■ What you will do:
In the data that follows, find the line with "Target: woven rattan armrest"; transcribe it, every later line up to the one with "Mark every instance of the glass", and that line as well, exactly and with no others.

Natural-language object grounding data
* * * *
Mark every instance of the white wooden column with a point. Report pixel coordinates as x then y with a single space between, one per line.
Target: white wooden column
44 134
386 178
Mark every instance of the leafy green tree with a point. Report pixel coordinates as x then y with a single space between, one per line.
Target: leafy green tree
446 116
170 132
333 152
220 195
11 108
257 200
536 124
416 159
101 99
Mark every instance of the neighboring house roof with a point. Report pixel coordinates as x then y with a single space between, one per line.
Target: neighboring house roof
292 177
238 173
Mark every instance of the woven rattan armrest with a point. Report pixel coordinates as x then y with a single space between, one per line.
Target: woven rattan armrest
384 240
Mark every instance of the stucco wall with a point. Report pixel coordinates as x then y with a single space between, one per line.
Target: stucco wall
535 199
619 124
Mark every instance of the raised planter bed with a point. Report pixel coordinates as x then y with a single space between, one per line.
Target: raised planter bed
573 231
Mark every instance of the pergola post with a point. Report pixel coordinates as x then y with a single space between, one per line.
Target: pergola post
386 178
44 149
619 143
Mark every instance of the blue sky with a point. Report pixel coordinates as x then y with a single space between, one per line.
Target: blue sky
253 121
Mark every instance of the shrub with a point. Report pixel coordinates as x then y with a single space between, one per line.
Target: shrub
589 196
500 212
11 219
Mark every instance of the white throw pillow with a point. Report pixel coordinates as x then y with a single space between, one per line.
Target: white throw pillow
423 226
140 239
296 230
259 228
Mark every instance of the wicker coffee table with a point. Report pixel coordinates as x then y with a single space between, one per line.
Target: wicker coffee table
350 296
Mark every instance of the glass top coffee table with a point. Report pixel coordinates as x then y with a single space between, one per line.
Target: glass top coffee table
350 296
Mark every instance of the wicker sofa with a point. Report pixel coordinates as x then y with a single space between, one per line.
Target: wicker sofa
* * * *
■ Exercise output:
Target: woven rattan armrest
384 240
Mark every instance of the stucco wall with a point. Report pixel coordinates as x then y with a single space between, one per line.
Target: stucco wall
535 199
619 124
Mark every instance of the raised planter bed with a point. Report pixel coordinates as x then y with a single space between, one per line.
Target: raised planter bed
573 231
Mark every instance of the pergola post with a point. Report pixel coordinates as x then y with a single space between, one per line.
Target: pergola post
386 178
44 149
619 143
Mark every instance of the blue sky with a point. Report pixel coordinates as x then y with a single space between, one per line.
Target: blue sky
253 121
Mark every instance of the shrub with a point. Report pixel coordinates as x then y with a single space between, one per line.
Target: shrub
589 196
500 212
11 219
Mark every instance of the white throw pillow with a point. Report pixel coordinates as x then y with a single space between, one per line.
Target: white throw pillow
423 226
140 239
296 230
259 228
Mark every instance of the wicker coffee table with a point. Report pixel coordinates as x then y with a single space between, one per line.
Target: wicker coffee table
350 296
Mark every instance of the glass top coffee table with a point. Report pixel coordinates as x then y with a single space between, one per line.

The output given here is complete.